---------- INPUT FOR THIS TASK

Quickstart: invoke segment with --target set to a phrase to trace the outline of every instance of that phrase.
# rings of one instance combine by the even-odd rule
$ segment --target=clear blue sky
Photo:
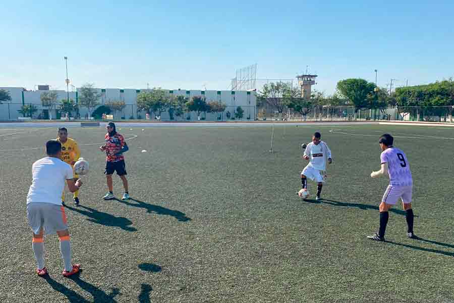
[[[115,3],[113,4],[112,3]],[[454,77],[452,1],[6,1],[0,86],[226,89],[257,77],[360,77],[385,87]]]

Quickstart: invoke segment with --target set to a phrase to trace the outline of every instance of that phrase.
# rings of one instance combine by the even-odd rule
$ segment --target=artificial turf
[[[0,301],[454,300],[452,128],[276,125],[274,153],[271,125],[118,130],[130,138],[127,201],[101,198],[104,130],[69,129],[90,168],[81,206],[66,195],[74,262],[83,271],[62,276],[58,239],[49,236],[43,279],[34,272],[25,199],[31,165],[56,131],[0,129]],[[315,131],[333,155],[320,202],[296,193],[307,163],[301,145]],[[409,159],[420,240],[406,237],[401,206],[390,213],[387,242],[366,238],[378,228],[387,184],[369,176],[379,168],[384,132]],[[309,191],[313,197],[310,181]]]

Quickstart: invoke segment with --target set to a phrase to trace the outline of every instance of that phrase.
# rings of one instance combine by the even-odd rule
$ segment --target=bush
[[[110,109],[105,106],[101,105],[91,113],[91,116],[95,119],[101,119],[102,118],[103,114],[108,115],[110,113]]]

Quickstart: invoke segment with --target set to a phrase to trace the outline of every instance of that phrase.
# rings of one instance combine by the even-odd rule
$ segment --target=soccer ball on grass
[[[79,158],[74,164],[74,172],[77,175],[86,175],[88,173],[88,162],[84,158]]]
[[[309,196],[309,190],[305,188],[301,188],[300,191],[298,191],[298,195],[301,198],[307,199]]]

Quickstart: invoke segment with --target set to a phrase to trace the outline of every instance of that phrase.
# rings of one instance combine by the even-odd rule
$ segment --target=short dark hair
[[[62,144],[56,140],[49,140],[46,142],[46,154],[54,156],[62,150]]]
[[[392,146],[392,143],[394,142],[394,138],[389,134],[384,134],[380,137],[379,143],[381,143],[387,146]]]

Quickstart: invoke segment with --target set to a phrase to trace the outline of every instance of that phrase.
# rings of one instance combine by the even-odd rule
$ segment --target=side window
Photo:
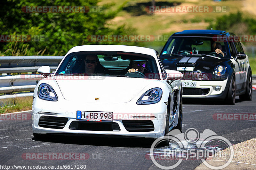
[[[157,57],[157,60],[158,62],[159,62],[159,64],[160,65],[160,69],[161,70],[161,73],[162,73],[162,76],[163,76],[163,79],[165,79],[167,77],[167,73],[165,72],[165,70],[164,69],[162,65],[161,62],[159,60],[159,58]]]
[[[230,53],[231,56],[233,57],[234,57],[236,55],[236,50],[234,47],[233,42],[232,41],[229,41],[228,42],[228,46],[229,46],[229,49],[230,49]]]
[[[238,41],[234,41],[234,44],[235,44],[236,47],[236,51],[237,52],[241,52],[241,53],[244,52],[244,50],[243,49],[243,48],[240,43],[240,42]]]

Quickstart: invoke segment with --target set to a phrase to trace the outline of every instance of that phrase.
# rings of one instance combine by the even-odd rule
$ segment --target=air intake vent
[[[68,120],[66,117],[42,116],[39,119],[38,126],[43,128],[62,129],[64,128]]]
[[[126,120],[122,122],[128,132],[150,132],[155,129],[153,122],[150,120]]]
[[[209,92],[208,88],[186,88],[183,87],[183,95],[205,95]]]

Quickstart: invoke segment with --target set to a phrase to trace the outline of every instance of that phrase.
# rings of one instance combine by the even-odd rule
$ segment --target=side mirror
[[[37,72],[40,74],[42,74],[45,78],[50,77],[52,76],[51,75],[51,68],[47,65],[40,67],[37,69]]]
[[[244,53],[241,52],[238,52],[236,55],[236,58],[235,60],[236,60],[237,59],[239,60],[243,60],[246,58],[246,54]]]
[[[183,77],[183,74],[178,71],[166,70],[167,73],[167,80],[174,81],[180,79]]]

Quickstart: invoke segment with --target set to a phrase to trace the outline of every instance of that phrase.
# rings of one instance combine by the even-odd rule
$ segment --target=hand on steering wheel
[[[132,69],[134,69],[135,70],[135,69],[129,69],[129,70]],[[138,69],[136,70],[138,70]],[[130,72],[129,72],[128,71],[128,73],[124,75],[124,76],[127,76],[130,77],[145,78],[147,78],[147,77],[146,77],[146,76],[145,76],[144,74],[140,72],[140,71],[135,71],[134,72],[132,71]]]
[[[217,53],[215,52],[211,52],[211,53],[209,53],[208,54],[208,55],[220,55],[221,57],[223,57],[223,55],[221,55],[221,53],[220,54],[218,54]]]

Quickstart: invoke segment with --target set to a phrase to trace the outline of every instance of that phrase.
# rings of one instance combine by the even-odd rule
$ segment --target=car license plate
[[[194,81],[183,81],[182,86],[183,87],[195,88],[196,87],[196,82]]]
[[[76,119],[96,122],[113,121],[113,112],[77,111]]]

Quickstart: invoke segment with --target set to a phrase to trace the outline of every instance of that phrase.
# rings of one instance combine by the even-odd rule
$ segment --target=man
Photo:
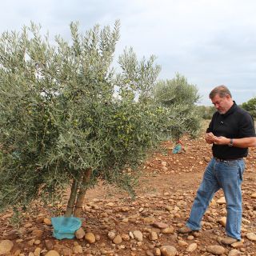
[[[200,230],[210,200],[222,188],[226,202],[227,236],[221,242],[230,245],[241,239],[243,158],[248,154],[248,147],[256,146],[255,128],[252,117],[237,106],[225,86],[215,87],[209,97],[217,110],[205,135],[206,142],[213,144],[213,158],[205,170],[186,226],[178,232]]]

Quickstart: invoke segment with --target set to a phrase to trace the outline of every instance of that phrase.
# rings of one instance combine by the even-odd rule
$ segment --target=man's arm
[[[206,133],[205,134],[205,140],[208,144],[213,144],[214,143],[214,135],[213,133]]]
[[[229,145],[230,138],[220,136],[214,138],[214,143],[217,145]],[[256,147],[256,137],[248,137],[242,138],[233,138],[233,146],[246,148]]]

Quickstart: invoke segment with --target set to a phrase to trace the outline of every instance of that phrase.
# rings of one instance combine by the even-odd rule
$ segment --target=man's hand
[[[206,133],[205,135],[205,140],[208,144],[213,144],[215,136],[213,133]]]
[[[216,137],[214,138],[214,144],[216,145],[228,145],[230,142],[230,138],[227,138],[224,136]]]

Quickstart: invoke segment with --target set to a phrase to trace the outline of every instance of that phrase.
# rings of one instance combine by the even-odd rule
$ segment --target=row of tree
[[[198,90],[184,77],[158,81],[155,58],[138,60],[132,49],[112,68],[118,22],[70,31],[72,42],[50,43],[33,23],[1,36],[2,210],[60,200],[70,186],[66,216],[79,217],[98,178],[133,194],[150,149],[199,132]]]

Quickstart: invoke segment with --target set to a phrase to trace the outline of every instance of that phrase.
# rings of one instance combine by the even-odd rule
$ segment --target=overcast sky
[[[160,78],[178,72],[196,85],[201,104],[210,90],[227,86],[238,103],[256,97],[254,0],[8,0],[1,2],[0,32],[20,30],[30,22],[50,35],[70,38],[69,25],[81,30],[121,22],[120,54],[156,55]]]

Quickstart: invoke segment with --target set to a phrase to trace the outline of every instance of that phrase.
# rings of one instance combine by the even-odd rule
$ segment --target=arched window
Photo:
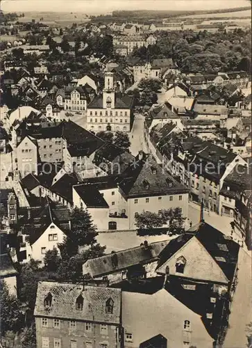
[[[76,299],[76,310],[82,310],[83,308],[83,297],[81,295],[79,295]]]
[[[113,307],[114,307],[114,301],[111,299],[108,299],[108,300],[106,301],[106,313],[113,313]]]
[[[49,292],[47,296],[44,298],[44,307],[51,307],[52,299],[53,299],[53,296],[52,296],[51,292]]]
[[[184,273],[186,260],[183,256],[178,258],[176,262],[176,271],[177,273]]]
[[[190,320],[185,320],[184,322],[184,330],[190,330],[191,329],[191,323]]]
[[[107,108],[111,107],[111,98],[110,97],[108,97],[107,100],[106,100],[106,104],[107,104]]]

--------------------

■ **EXERCISE**:
Without the pictures, repeat all the records word for word.

■ **THE RESULT**:
Quickstart: invoke segment with --target set to a phrase to trace the outline of every instance of that phrase.
# rings of one instance combine by the even-odd rule
$ segment --target=clear blue sky
Photo:
[[[115,3],[113,4],[112,3]],[[454,77],[452,1],[6,1],[0,86],[226,89],[257,77],[360,77],[385,87]]]

Quickstart: invoke segment with --target set to a phrase to trace the outline of every instance of that phrase.
# rings of one instance combine by the even-odd rule
$ segment --target=artificial turf
[[[0,301],[454,300],[452,128],[276,125],[274,153],[271,125],[118,130],[130,138],[127,201],[101,198],[104,130],[69,129],[90,168],[81,206],[66,195],[74,262],[83,271],[62,276],[58,239],[49,236],[43,279],[34,272],[25,199],[31,165],[56,131],[0,129]],[[315,131],[333,155],[320,202],[296,193],[307,163],[301,145]],[[409,159],[420,240],[406,237],[401,206],[390,213],[387,242],[366,238],[378,228],[387,184],[369,176],[379,168],[384,132]],[[309,191],[313,197],[310,181]]]

Quickstart: invoke segment with --target set to a phrase to trace the outline of every instance of that phrase.
# rings of one instance combine by the even-odd rule
$ segment --target=bush
[[[110,109],[105,106],[101,105],[91,113],[91,116],[95,119],[101,119],[102,118],[103,114],[108,115],[110,113]]]

Quickstart: invoke segment with --target set to a phrase to trace the outline of every instance of that phrase.
# rings of one instance combine by the even-odd rule
$ segment --target=soccer ball on grass
[[[79,158],[74,164],[74,172],[77,175],[86,175],[88,173],[88,162],[84,158]]]
[[[309,196],[309,190],[305,188],[301,188],[300,191],[298,191],[298,195],[301,198],[307,199]]]

Quickstart: invoke segment with --target set to a phrase to trace the outline of every instance of that phrase.
# rings of one instance combine by the even-odd rule
$ segment --target=short dark hair
[[[62,144],[56,140],[49,140],[46,142],[46,154],[54,156],[62,150]]]
[[[392,146],[392,143],[394,142],[394,138],[389,134],[384,134],[380,137],[379,143],[381,143],[387,146]]]

Quickstart: invoke segment with --target set to a phrase to trace the outline of every instance of that phrase.
# rings of one instance combine by the even-odd rule
$ segment --target=side window
Photo:
[[[157,57],[157,60],[158,62],[159,62],[159,64],[160,65],[160,69],[161,70],[161,73],[162,73],[162,76],[163,76],[163,79],[165,79],[167,77],[167,73],[165,72],[165,70],[164,69],[162,65],[161,62],[159,60],[159,58]]]
[[[230,53],[231,56],[233,57],[234,57],[236,55],[236,50],[234,47],[233,42],[232,41],[229,41],[228,42],[228,46],[229,46],[229,49],[230,49]]]
[[[238,41],[234,41],[234,44],[235,44],[236,47],[236,51],[237,52],[241,52],[241,53],[244,52],[244,50],[243,49],[243,48],[240,43],[240,42]]]

Quickstart: invoke segment with --target set to a phrase to trace the outline of every instance of that phrase.
# rings of one instance combine by the even-odd rule
$ segment --target=air intake vent
[[[68,120],[66,117],[42,116],[39,119],[38,126],[43,128],[62,129],[64,128]]]
[[[126,120],[122,122],[128,132],[150,132],[155,129],[153,122],[150,120]]]
[[[209,92],[208,88],[186,88],[183,87],[183,95],[205,95]]]

Quickstart: invoke segment with --target set to a phrase to trace the outline of every instance of that phrase.
# rings of one instance combine by the even-odd rule
$ segment --target=side mirror
[[[37,72],[40,74],[42,74],[45,78],[50,77],[52,76],[51,75],[51,68],[47,65],[40,67],[37,69]]]
[[[244,53],[241,52],[238,52],[236,55],[236,58],[235,60],[236,60],[237,59],[239,60],[243,60],[246,58],[246,54]]]
[[[183,77],[183,74],[178,71],[166,70],[167,73],[167,80],[174,81],[180,79]]]

Quickstart: invoke segment with --target set to a phrase to trace the outline of every instance of that phrase.
# rings of one instance combine by the even-odd rule
$ segment --target=hand on steering wheel
[[[132,69],[134,69],[135,70],[135,69],[129,69],[129,70]],[[138,69],[136,70],[138,70]],[[130,72],[129,72],[128,71],[128,73],[124,75],[124,76],[127,76],[130,77],[145,78],[147,78],[147,77],[146,77],[146,76],[145,76],[144,74],[140,72],[140,71],[135,71],[134,72],[132,71]]]
[[[217,53],[215,52],[211,52],[211,53],[209,53],[208,54],[208,55],[220,55],[221,57],[223,57],[223,55],[221,55],[221,53],[220,54],[218,54]]]

Quickstart: invoke segment with --target set to a phrase to trace the outline of every instance of that phrase.
# rings of one instance combine by the even-odd rule
$ segment --target=car license plate
[[[194,81],[183,81],[182,86],[183,87],[195,88],[196,87],[196,82]]]
[[[76,119],[96,122],[113,121],[113,112],[77,111]]]

Quickstart: invoke segment with --target set to a phrase to trace the outline of every instance of that phrase.
# rings of one instance combine by the even-odd rule
$ segment --target=man
Photo:
[[[200,230],[210,200],[222,188],[226,202],[227,236],[221,242],[230,245],[241,239],[243,158],[248,154],[248,147],[256,146],[255,128],[252,117],[237,106],[225,86],[215,87],[209,97],[217,110],[205,135],[206,142],[213,144],[213,158],[205,170],[186,226],[178,232]]]

Quickstart: invoke segment with --target set to a phrase to trace the outline of every instance of that phrase.
# rings of one instance combine by the even-odd rule
$ segment --target=man's arm
[[[206,133],[205,134],[205,140],[208,144],[213,144],[214,143],[214,135],[213,133]]]
[[[229,145],[230,138],[220,136],[214,138],[214,143],[217,145]],[[256,147],[256,137],[248,137],[242,138],[233,138],[233,146],[246,148]]]

Quickstart: invoke segment with --target set to a phrase to trace the outline of every instance of that phrase.
# rings of one instance combine by the even-odd rule
$ segment --target=man's hand
[[[206,133],[205,135],[205,140],[208,144],[213,144],[215,136],[213,133]]]
[[[216,137],[214,138],[214,144],[216,145],[228,145],[230,142],[230,138],[227,138],[224,136]]]

Quickstart: invoke segment with --target set to a phrase to trace the outline of every instance of that phrase.
# rings of one instance combine by the even-odd rule
$ segment --target=row of tree
[[[198,90],[184,77],[158,81],[155,58],[138,60],[132,49],[112,68],[118,22],[70,31],[72,42],[50,43],[33,23],[1,36],[2,210],[60,200],[70,186],[66,216],[79,217],[98,178],[133,194],[150,149],[199,132]]]

Quickstart: invoke segment with --target set to a phrase to trace the outline of every instance of that phrase.
# rings of one instance combine by the even-odd rule
$ segment --target=overcast sky
[[[160,78],[178,72],[196,85],[201,104],[210,90],[227,86],[238,103],[256,97],[254,0],[8,0],[1,2],[0,32],[20,30],[30,22],[50,35],[70,38],[69,25],[81,30],[121,22],[120,54],[156,55]]]

Quickstart: invoke segment with --target set to a phrase to trace the outline of every instance of that phrase.
# rings of one instance combine by the even-odd rule
$ segment --target=arched window
Photo:
[[[76,299],[76,310],[82,310],[83,308],[83,297],[81,295],[79,295]]]
[[[113,307],[114,307],[114,301],[111,299],[108,299],[108,300],[106,301],[106,313],[113,313]]]
[[[49,292],[47,296],[44,298],[44,307],[51,307],[52,299],[53,299],[53,296],[52,296],[51,292]]]
[[[184,273],[186,260],[183,256],[178,258],[176,262],[176,271],[177,273]]]
[[[190,320],[185,320],[184,322],[184,330],[190,330],[191,329],[191,323]]]
[[[107,108],[111,107],[111,98],[110,97],[108,97],[107,100],[106,100],[106,104],[107,104]]]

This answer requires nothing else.